Aufgabe A - Was muss laut dem Forenauszug in der my.cnf vor „bind 127.0.0.1“ stehen?
Aufgabe B - Gib aus dem Forenauszug wörtlich den Abschnitt wieder, der mit den Worten „Unabhängig davon: Hast“ anfängt und mit „Swordfish (5. Mai 2013)“ aufhört.
Aufgabe C - In welchem Fall könnte laut dem Forenauszug die Angabe „-h server.deinedomain.de“ helfen? Antworte in ein bis drei Sätzen.

Vorliegender Auszug -
Access denied for user 'root'@'localhost' (using password: NO)

in:

Access denied for user 'root'@'localhost' (using password: *YES*)


Sollte das der Fall sein, hat entweder dein Passwort nicht gestimmt, der User "root" darf sich nicht von localhost verbinden (in dem fall könnte einfach noch -h server.deinedomain.de helfen), oder es gibt keinen User "root". 

Unabhängig davon: Hast du mal versucht dich per phpmyadmin einzuloggen?

Außerdem wäre es hilfreich wenn du deinen Fehler "aber nun habe ich die probleme das mysql angelegte benutzer sich nicht einloggen können" irgendwie mal konkretisieren könntest. Welcher Benutzer, wie wurde er angelegt, wo kann er sich nicht einloggen und was steht in der mysql.log.

Grüße
nwb


----------



## Swordfish (5. Mai 2013)

ich habe mich mit benutzer root in die phpmyadmin oberfläche angemeldet.

habe dort einen neuen benutzer angelegt und gesagt er soll eine datenbank mit selbigen namen bekommen 

habe alle felder ausgefüllt und habe in den feld 

Benutzer: Textfeld verwenden:  {NAME}
Host: Jeder Host: 

Passwort:  xxxxxxxxx



so habe ich es gemacht  
sehe ich dann als root in der rechteverwaltung nach steht dort bei host ein %    und er kann sich nicht einloggen.

nun habe ich eine weile ausprobiert und habe es auf lokal gestellt

nun steht dort  nicht mehr % sondern localhost und es geht

kann es sein das das ein lüchtigkeitsfehler gewesen ist oder ist es wirklich ein problem?
ich bin ein noch nicht wirklich geübt mit mysql
aber irgendwann muss man ja anfangen

danke für deine hilfe


----------



## nowayback (5. Mai 2013)

hi,

damit hast du dein problem schon selbst gefunden... wenn du als erlaubte hosts "Jeder host" wählst dann darfst du nicht über 127.0.0.1 zum mysql server verbinden sondern über die echte ip (jedoch: siehe voraussetzung), wählst du "Lokal" aus, dann darfst du nur über localhost (127.0.0.1) verbinden. 

Voraussetzung: du hast in der my.cnf vor "bind 127.0.0.1" ein "#" geschrieben und mysql neugestartet

Tipp: du kannst auch 2x den gleichen User anlegen, 1x auf lokal und 1x auf jeder host und beide dürfen auf die gleiche datenbank zugreifen 

Grüße
nwb


----------

Bereitgestellte Daten -
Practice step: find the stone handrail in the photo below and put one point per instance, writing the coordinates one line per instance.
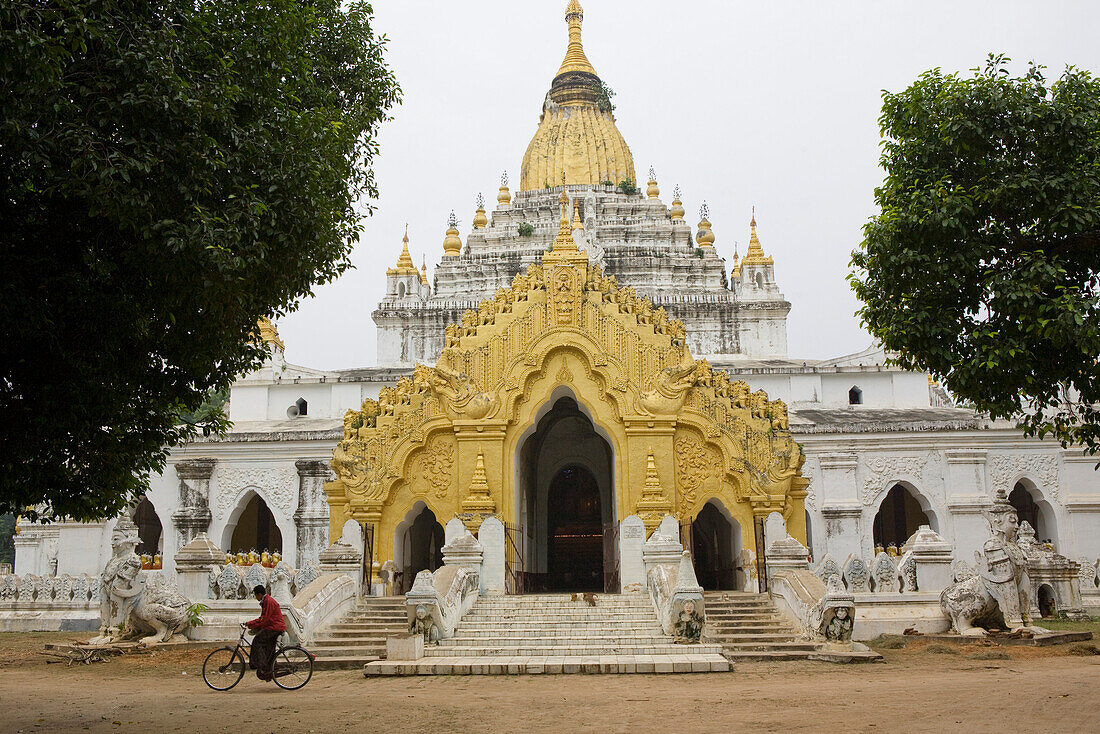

Musterlösung A - Ein „#“. Danach muss MySQL neu gestartet werden.

Musterlösung B -
Unabhängig davon: Hast du mal versucht dich per phpmyadmin einzuloggen?

Außerdem wäre es hilfreich wenn du deinen Fehler "aber nun habe ich die probleme das mysql angelegte benutzer sich nicht einloggen können" irgendwie mal konkretisieren könntest. Welcher Benutzer, wie wurde er angelegt, wo kann er sich nicht einloggen und was steht in der mysql.log.

Grüße
nwb


----------



## Swordfish (5. Mai 2013)

Musterlösung C - Laut dem Forenauszug könnte diese Angabe helfen, wenn sich der User „root“ nicht von localhost aus verbinden darf. Das ist eine der genannten möglichen Ursachen für die Meldung mit „using password: YES“.